# Requirement 1
According to the text about depression, how long can the writer's low spells last?
# Requirement 2
In one to three sentences, explain why the text about depression calls mental illness a disability.
# Requirement 3
Transcribe the stretch of the text about depression from "I’ve taken medication" through "can affect it.".

# Text passage
My Broken Mind

My Broken Mind

I suffer from depression. From time to time my mood drops and I find it almost impossible to motivate myself to do anything. These spells can last anything from a few hours to several months.

I’ve taken medication for it in the past. It doesn’t cure it, it just alters my brain chemistry to even out the peaks and troughs in my emotional state.

You see, a mental illness like depression is rather like a physical illness such as arthritis. Medication can alleviate symptoms, and it can flare up or go into remission for a while. Things you do and your environment can affect it.

But there’s one important difference between a physical illness and a mental one: too many people see mental illness as something unwholesome, a taint on the person affected. This stigma causes prejudice and abuse.

It’s used as an excuse for firing people from their jobs, for isolating them socially. All these things inflict further harm.

Then there’s the ableist responses, common to any invisible disability (yes, a mental illness is a disability: it affects your ability to function in a variety of different ways). I’ve been told to “get over it”, to “make an effort”, to be thankful “there’s nothing really wrong wth me”.

In a way there is nothing “wrong” with me. There’s nothing shameful in suffering from a mental illness: it’s not a judgement on my character. I just have depression. My mind is not completely healthy.

# Source data
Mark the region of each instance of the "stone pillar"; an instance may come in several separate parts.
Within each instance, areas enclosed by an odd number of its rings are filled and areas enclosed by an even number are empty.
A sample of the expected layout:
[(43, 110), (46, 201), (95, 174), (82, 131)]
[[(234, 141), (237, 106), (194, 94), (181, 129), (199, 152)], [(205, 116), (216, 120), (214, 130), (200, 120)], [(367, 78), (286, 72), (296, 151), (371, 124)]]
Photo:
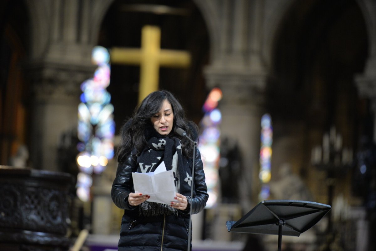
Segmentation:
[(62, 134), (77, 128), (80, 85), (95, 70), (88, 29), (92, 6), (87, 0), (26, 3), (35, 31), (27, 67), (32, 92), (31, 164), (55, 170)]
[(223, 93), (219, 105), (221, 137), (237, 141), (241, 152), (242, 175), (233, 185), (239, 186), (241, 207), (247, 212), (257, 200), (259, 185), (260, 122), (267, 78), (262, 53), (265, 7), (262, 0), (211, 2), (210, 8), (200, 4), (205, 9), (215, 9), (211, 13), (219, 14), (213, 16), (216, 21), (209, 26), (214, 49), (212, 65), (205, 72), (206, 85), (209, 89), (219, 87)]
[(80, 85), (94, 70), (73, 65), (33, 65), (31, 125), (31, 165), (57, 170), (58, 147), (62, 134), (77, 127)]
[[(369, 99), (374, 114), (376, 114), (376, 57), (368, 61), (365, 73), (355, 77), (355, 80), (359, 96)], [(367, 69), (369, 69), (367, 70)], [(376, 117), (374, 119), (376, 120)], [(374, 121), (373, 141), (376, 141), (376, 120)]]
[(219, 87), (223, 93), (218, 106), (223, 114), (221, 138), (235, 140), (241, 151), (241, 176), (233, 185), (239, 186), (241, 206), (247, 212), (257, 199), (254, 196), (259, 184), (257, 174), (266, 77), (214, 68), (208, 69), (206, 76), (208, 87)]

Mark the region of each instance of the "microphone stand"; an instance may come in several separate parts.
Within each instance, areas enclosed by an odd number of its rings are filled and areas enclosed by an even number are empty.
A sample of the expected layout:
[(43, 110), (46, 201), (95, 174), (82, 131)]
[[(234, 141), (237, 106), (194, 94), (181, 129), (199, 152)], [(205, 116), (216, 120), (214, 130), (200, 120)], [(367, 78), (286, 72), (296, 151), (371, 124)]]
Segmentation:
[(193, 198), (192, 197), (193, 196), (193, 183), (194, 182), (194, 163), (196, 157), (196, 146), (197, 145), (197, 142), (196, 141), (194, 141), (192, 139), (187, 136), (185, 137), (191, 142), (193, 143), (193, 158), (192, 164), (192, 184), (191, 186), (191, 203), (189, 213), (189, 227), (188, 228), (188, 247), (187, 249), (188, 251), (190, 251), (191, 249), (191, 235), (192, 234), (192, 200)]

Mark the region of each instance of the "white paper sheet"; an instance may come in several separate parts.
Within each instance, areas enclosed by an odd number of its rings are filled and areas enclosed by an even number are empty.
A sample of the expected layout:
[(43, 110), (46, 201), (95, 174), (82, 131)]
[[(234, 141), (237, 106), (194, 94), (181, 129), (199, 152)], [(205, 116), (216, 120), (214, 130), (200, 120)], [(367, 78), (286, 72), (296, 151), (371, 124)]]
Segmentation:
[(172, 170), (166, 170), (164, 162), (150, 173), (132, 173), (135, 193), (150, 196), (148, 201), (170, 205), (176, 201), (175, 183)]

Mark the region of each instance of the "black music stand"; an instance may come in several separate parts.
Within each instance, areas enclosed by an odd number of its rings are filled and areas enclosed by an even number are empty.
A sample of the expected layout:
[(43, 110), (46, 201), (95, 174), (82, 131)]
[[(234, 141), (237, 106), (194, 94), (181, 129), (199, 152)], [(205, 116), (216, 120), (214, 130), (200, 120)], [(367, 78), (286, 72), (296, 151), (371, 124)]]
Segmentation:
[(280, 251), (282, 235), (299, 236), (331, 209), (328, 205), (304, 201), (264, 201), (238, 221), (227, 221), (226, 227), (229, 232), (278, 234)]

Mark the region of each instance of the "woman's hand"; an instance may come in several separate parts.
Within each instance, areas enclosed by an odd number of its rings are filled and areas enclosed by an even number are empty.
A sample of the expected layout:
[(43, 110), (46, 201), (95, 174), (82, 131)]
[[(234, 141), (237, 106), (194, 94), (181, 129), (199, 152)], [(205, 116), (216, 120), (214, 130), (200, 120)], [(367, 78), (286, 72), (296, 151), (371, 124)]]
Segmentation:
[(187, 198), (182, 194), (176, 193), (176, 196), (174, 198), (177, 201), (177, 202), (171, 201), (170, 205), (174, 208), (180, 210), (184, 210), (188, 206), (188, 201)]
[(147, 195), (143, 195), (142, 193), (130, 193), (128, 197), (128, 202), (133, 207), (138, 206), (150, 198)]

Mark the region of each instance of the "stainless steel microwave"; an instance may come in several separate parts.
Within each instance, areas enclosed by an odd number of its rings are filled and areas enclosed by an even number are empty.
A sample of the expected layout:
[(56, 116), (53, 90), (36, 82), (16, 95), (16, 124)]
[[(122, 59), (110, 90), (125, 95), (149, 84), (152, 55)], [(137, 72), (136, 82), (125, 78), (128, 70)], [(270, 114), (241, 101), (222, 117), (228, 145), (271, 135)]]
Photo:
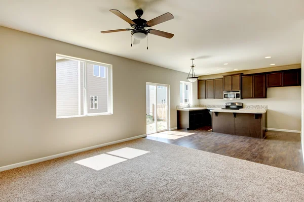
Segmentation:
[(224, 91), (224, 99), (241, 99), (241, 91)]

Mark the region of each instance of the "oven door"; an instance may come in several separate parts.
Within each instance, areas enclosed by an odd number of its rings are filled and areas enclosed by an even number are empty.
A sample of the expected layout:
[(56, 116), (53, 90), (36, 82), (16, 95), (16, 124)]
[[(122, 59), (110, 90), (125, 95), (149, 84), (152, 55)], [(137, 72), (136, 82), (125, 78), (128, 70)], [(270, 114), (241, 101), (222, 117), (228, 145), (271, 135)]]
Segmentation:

# Your solution 1
They can last anything from a few hours to several months.

# Your solution 2
Mental illness counts as a disability because it affects a person's ability to function in a variety of different ways.

# Your solution 3
I’ve taken medication for it in the past. It doesn’t cure it, it just alters my brain chemistry to even out the peaks and troughs in my emotional state.

You see, a mental illness like depression is rather like a physical illness such as arthritis. Medication can alleviate symptoms, and it can flare up or go into remission for a while. Things you do and your environment can affect it.